### [Written request]
Print every row below verbatim, leaving the pictures out.

### [Dataset records]
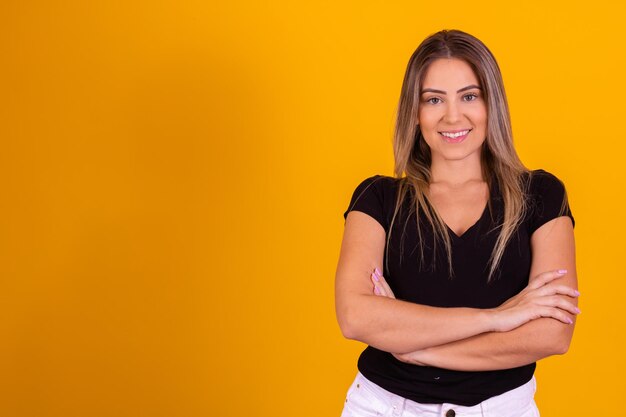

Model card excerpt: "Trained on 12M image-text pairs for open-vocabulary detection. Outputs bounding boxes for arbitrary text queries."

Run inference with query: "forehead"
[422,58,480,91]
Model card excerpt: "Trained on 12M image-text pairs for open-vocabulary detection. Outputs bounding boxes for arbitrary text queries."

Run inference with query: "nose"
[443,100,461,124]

### [Final result]
Model card excerpt: "Trained on 12M image-text pairs for open-vocabulary detection. Outputs bounding boxes for arbitrary text queries."

Run inference with query: "forehead"
[422,58,480,91]
Model card excerpt: "Trained on 12M image-text pairs for open-vocabulary detection. Outputs bounding boxes for arbitrary text queries."

Run inference with query: "nose"
[443,100,461,124]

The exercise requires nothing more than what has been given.